What is asked: Count the lines in the listing below that contain the string "roof", treating case as significant, and give only the number.

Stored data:
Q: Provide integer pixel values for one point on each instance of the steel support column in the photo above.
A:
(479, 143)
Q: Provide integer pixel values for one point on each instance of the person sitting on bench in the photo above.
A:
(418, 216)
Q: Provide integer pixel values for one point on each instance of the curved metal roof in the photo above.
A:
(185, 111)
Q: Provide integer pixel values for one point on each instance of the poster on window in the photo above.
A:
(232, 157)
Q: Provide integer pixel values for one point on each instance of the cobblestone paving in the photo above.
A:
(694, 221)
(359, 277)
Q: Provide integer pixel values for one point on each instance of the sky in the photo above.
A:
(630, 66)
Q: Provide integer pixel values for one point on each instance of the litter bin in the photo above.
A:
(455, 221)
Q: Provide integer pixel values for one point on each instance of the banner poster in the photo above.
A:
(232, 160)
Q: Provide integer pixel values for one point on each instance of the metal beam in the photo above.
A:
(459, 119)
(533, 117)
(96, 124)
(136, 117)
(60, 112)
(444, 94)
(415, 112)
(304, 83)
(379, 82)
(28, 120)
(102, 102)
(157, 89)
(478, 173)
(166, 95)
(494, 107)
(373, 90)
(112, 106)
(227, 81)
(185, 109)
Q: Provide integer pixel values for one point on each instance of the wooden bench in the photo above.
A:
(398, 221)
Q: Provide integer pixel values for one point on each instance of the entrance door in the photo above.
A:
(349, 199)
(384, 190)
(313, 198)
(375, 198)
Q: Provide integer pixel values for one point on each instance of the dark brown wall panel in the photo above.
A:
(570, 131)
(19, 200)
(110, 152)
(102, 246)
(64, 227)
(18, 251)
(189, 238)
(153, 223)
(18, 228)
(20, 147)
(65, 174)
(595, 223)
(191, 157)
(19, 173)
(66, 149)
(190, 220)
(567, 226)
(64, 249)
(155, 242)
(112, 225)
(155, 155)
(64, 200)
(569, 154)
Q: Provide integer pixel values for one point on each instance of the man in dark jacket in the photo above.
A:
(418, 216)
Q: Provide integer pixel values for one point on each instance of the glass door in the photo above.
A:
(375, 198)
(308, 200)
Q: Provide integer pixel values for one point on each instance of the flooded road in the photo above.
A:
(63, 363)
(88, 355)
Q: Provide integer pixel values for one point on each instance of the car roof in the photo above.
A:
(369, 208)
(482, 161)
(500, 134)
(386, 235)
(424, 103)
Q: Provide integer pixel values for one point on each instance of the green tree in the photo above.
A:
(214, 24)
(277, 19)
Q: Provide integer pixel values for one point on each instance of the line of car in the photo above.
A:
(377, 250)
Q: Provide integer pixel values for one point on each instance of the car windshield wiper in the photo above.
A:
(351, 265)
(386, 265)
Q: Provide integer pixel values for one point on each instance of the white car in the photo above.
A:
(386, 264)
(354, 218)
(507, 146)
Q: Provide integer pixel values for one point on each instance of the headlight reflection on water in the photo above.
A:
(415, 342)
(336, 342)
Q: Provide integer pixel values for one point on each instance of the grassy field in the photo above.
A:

* * *

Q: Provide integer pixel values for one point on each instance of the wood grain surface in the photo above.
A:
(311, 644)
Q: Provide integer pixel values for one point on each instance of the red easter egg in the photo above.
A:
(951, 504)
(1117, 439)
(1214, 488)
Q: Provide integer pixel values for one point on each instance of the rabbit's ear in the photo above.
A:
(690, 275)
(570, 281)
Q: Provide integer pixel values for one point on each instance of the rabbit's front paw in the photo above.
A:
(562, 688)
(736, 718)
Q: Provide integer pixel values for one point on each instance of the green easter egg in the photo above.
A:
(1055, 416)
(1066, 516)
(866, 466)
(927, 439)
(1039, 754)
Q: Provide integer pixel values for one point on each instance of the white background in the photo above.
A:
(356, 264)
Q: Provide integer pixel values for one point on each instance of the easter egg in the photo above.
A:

Task response: 2